> _Set problem 1_
Quote the forum thread on camera noise word for word, from "ISO 400, 1/6400s, on" up to and including "have done differently?".

> _Source passage_
************

BTW, is there any chance you could overlay those suckers with "difference" blending in Photoshop? Additionally, I'd be curious to see the same image for each camera, but one stop lower (12800), overlaid with "difference" blending on top of the correlated brands 25600 image. I'm curious to see if that demonstrates any "unnatural" noise types like fpn/banding better.


----------



## sarangiman (Mar 15, 2012)

jrista: Fair points, but that's a lot of thinking to be doing when shooting people or events  For example, here's a 24/1.4 II shot of mine at f/1.8:







ISO 400, 1/6400s, on a 5DC.

Any more exposure and I may have blown some highlights (this already has a lot of highlight recovery done for the area where the sunset was brightest). What might you have done differently?

Regardless of what you may have done differently, in this sort of (faster paced) shooting scenario it's a little harder to calculate how to get the best DR and room for error is extremely appreciated. 

Granted, in this particular shot, the corners aren't too noisy, but in other shots from this set (particularly at f/1.4), noise is definitely visible after vignetting correction.

Good points about maximizing DR by ETTR with Canon. I do that often. But for example last week I was shooting moonrise behind some peaks around Mt. St. Helens at 200mm focal length, where grad ND filters are practically useless (even hard edged ones). B/c of clouds obscuring the moon a bit, I was so close to nailing the shot without HDR. But banding was too evident when raising the shadows, and I was exposed as far to the right as I could go without blowing stuff out (Highlight recovery really helped recover detail of the clouds right in front of the moon, which looked blown out upon importing).

Granted, one should just use HDR in this scenario, *but*, often that's hard w/ the moon b/c the exposure difference is so huge that when you blend with a proper shadow exposure, the falloff of light around the moon is just too much, necessitating cloning a whole bunch of sky around the moon to not have a huge halo. Yes it's possible, but man it'd be much easier with more DR.


----------



## jrista (Mar 15, 2012)

sarangiman said:


> jrista: Fair points, but that's a lot of thinking to be doing when shooting people or events  For example, here's a 24/1.4 II shot of mine at f/1.8:
> 
> ... image clipped ...
> 
> ...



Great shot!  Love the colors. I wouldn't have done anything different, honestly. ETTR is something you do when you can, not all the time. Also, there is certainly going to be noise...nothing you can do about that. There are LOTS of things that cause noise, but the mere presence of it was not what I was referring to. Its specifically banding and fixed pattern noise that should be rare. Even with Canon's "high" read noise, were still talking at most around 25 electrons (assuming zero improvement over the 5D II, which I believe is unlikely...we'll probably see 16 at worst and around 8 if Canon did well.) The well capacity of a 5D III photosite is in the _tens of thousands_ of electrons...so even 25 electrons of read noise would mean you have to pull EXTREME shadows to get any real problems with non-random noise forms given Canon's higher black point (2048 rather than 1024 as it was with the 5D II.)

************

> _Data for this exercise_
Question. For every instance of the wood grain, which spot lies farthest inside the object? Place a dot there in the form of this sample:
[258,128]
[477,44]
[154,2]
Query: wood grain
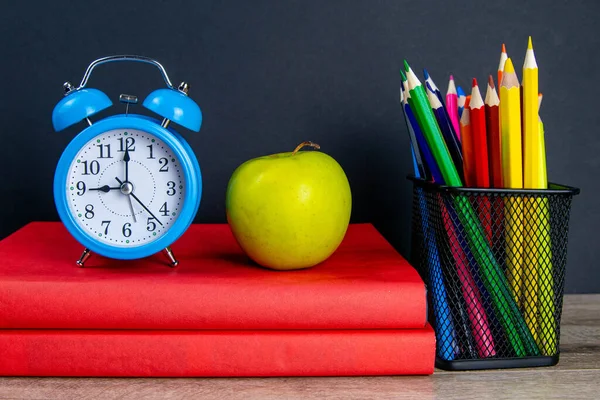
[576,376]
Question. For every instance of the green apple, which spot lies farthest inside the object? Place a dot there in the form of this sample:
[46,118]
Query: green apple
[289,210]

************

> _Set problem 2_
Put every line of the records into a numbered list, skipping blank lines. Leave the pictures out of the answer.

> _Worked answer 1_
ISO 400, 1/6400s, on a 5DC.

Any more exposure and I may have blown some highlights (this already has a lot of highlight recovery done for the area where the sunset was brightest). What might you have done differently?

> _Worked answer 2_
1. Question. For every instance of the wood grain, which spot lies farthest inside the object? Place a dot there in the form of this sample:
2. [258,128]
3. [477,44]
4. [154,2]
5. Query: wood grain
6. [576,376]
7. Question. For every instance of the green apple, which spot lies farthest inside the object? Place a dot there in the form of this sample:
8. [46,118]
9. Query: green apple
10. [289,210]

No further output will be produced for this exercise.